### Required action 1
In the amoeba article, reproduce the passage that begins at the words "The U.S. Centers" and stops after "percent of cases.".
### Required action 2
According to the amoeba article, in which river was the South Carolina resident swimming when exposed to the organism?

A South Carolina resident is clinging to life after being infected by a rare but often deadly brain-eating amoeba.
The South Carolina Department of Health confirmed that the person was exposed to the organism while swimming in the Edisto River in Charleston County.
The U.S. Centers for Disease Control and Prevention confirm that the victim was exposed to the organism Naegleria fowleri. The infection is fatal in about 95 percent of cases.
"Naegleria fowleri causes the disease primary amebic meningoencephalitis (PAM), a brain infection that leads to the destruction of brain tissue. In its early stages, symptoms of PAM may be similar to symptoms of bacterial meningitis," the CDC states on its website. "The disease progresses rapidly and usually causes death within about five days."
The organism lives in warm, fresh water. It enters through the nose and migrates upwards to the brain along the olfactory nerve, where it quickly destroys the brain tissue.
South Carolina Health Department Epidemiologist Dr. Linda Bell told WISTV the amoeba occurs naturally and is "all around us and is present in many warm water lakes, rivers and streams, but infection in humans is very rare."
There have been only 40 documented cases in the past 40 years. One of those was a Minnesota teenager who died just last summer after he went swimming in a freshwater lake. The summer before, a 9-year-old Kansas girl perished after playing in fresh water.
It's rare because an infection requires specific circumstances.
"First, you must be swimming in water in which the amoeba is present," Dr. Bell said. "Second, you must jump into the amoeba-containing water feet-first, allowing the water to go up your nose with enough force that the amoeba can make its way to the brain. Most commonly, exposure results in the amoeba dying before causing infection."
The best way to avoid Naegleria fowleri is by observing the following tips:
- Avoid water-related activities in warm, untreated, or poorly treated water
- Hold your nose shut or use nose clips when taking part in water-related activities
- Avoid stirring sediment surrounding warm, fresh water.
According to the CDC, the symptoms of Naegleria fowleri infection include:
- Severe frontal headache
The CDC stresses a person cannot contract the infection by drinking water containing the amoeba, but rather only through the nose.

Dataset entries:
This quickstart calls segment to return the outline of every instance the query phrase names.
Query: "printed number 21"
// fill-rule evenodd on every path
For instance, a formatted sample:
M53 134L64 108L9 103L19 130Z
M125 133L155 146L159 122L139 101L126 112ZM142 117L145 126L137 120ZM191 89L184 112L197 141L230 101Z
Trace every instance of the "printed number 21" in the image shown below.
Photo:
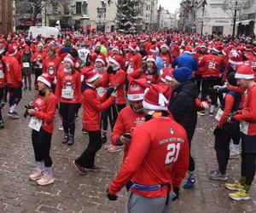
M165 164L167 164L175 162L177 158L179 150L180 143L177 143L177 145L174 143L170 143L167 147L167 151L169 152L166 154Z

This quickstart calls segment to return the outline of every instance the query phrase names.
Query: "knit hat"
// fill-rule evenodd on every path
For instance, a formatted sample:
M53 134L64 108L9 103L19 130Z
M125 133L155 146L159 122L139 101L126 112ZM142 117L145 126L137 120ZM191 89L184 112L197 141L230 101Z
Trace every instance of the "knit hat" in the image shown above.
M148 57L147 57L146 61L152 61L154 64L156 64L155 55L148 55Z
M100 77L98 72L94 69L88 70L87 72L84 72L84 80L87 83L91 83Z
M48 73L43 73L38 78L38 81L42 82L49 88L51 88L51 84L54 81L54 77Z
M106 58L102 55L98 55L98 56L97 56L96 60L95 60L95 62L102 62L103 64L103 66L105 66L107 64Z
M114 55L109 60L109 62L115 64L118 67L121 67L122 58L120 55Z
M179 67L172 72L173 78L179 83L191 79L192 72L187 67Z
M150 84L145 90L143 107L149 110L168 110L171 89L168 86Z
M64 62L69 62L72 66L74 66L74 65L76 64L76 60L72 57L70 55L67 55L65 58L64 58Z
M250 62L247 61L242 65L238 65L235 78L239 79L253 79L254 74Z
M171 74L172 71L173 71L173 68L170 68L170 67L165 67L165 68L161 69L161 70L159 72L159 73L160 73L160 80L161 80L162 82L166 82L166 76L167 76L169 73Z
M17 51L18 51L17 48L12 44L10 44L8 47L8 53L9 56L14 56L15 55L16 55Z
M127 99L129 101L141 101L144 97L144 90L147 88L147 81L144 78L132 79L129 83Z
M237 86L237 81L235 78L235 75L236 75L235 72L232 72L227 77L228 83L232 86Z

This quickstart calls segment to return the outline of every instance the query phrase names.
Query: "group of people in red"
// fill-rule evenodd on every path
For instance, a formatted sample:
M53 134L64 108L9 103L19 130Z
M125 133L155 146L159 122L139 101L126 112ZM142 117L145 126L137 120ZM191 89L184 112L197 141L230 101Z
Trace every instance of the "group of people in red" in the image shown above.
M241 147L241 179L225 187L236 191L229 194L235 200L250 199L256 158L256 42L162 32L62 33L58 38L30 40L26 33L0 38L1 128L7 93L8 115L19 118L22 89L32 89L35 75L37 96L26 112L36 161L30 180L54 182L49 153L56 108L62 143L72 146L82 106L89 144L73 161L76 170L83 175L100 170L96 154L108 141L109 124L111 145L105 148L125 148L108 198L116 200L126 186L129 212L168 212L186 174L183 187L195 183L191 142L197 116L207 113L218 121L213 134L218 168L209 178L226 181L230 157L237 157Z

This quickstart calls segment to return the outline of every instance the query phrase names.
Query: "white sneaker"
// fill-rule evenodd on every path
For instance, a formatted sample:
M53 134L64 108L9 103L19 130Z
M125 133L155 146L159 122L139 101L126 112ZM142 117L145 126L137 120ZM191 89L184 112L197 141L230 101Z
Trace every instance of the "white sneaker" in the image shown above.
M29 175L29 179L32 181L37 181L39 180L44 176L43 172L40 172L38 170L32 171L32 174Z
M49 184L52 184L55 182L55 179L52 176L49 176L45 174L44 174L44 176L37 181L37 183L40 186L45 186L45 185L49 185Z

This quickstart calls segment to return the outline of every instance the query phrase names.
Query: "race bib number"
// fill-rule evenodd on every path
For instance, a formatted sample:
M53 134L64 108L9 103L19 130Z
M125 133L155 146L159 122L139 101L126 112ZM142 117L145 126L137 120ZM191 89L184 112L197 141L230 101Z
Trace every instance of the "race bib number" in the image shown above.
M103 88L103 87L99 87L96 89L96 90L97 90L99 96L102 97L104 95L104 94L106 93L107 89Z
M218 109L218 112L217 112L217 115L215 116L215 119L219 121L220 120L220 118L222 117L223 115L223 110L222 109Z
M4 78L3 71L0 70L0 78Z
M170 143L167 146L167 154L166 158L166 164L174 163L177 159L177 156L180 150L180 143Z
M248 122L241 121L240 123L240 130L243 134L246 134L246 135L248 134L248 127L249 127Z
M62 98L73 99L73 90L71 89L62 89Z
M40 120L37 117L32 117L28 124L28 127L30 127L31 129L32 129L38 132L40 130L41 126L42 126L42 120Z
M29 68L29 62L23 62L24 68Z

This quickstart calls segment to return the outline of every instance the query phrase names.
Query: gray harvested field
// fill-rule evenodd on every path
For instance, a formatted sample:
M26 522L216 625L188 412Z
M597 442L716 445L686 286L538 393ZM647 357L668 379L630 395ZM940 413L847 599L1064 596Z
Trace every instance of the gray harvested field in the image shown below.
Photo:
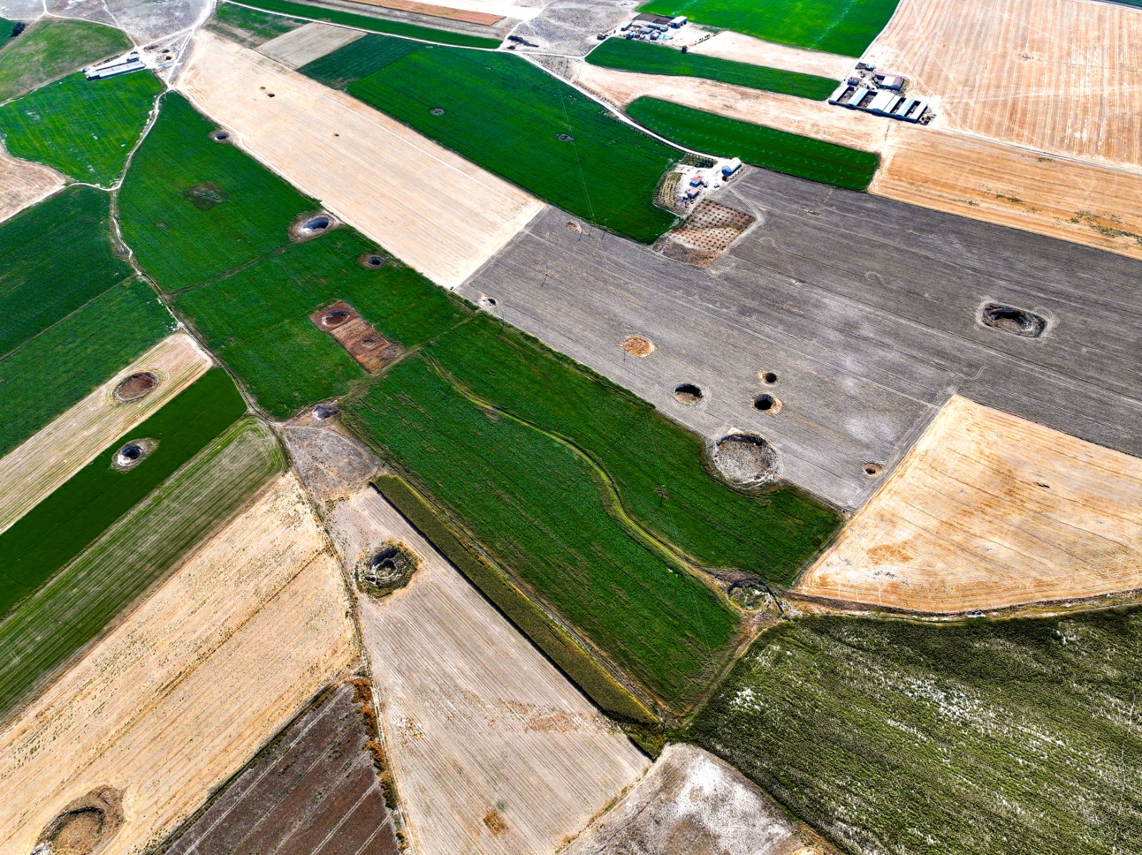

### Written solution 1
The U.S. Centers for Disease Control and Prevention confirm that the victim was exposed to the organism Naegleria fowleri. The infection is fatal in about 95 percent of cases.

### Written solution 2
The Edisto River in Charleston County.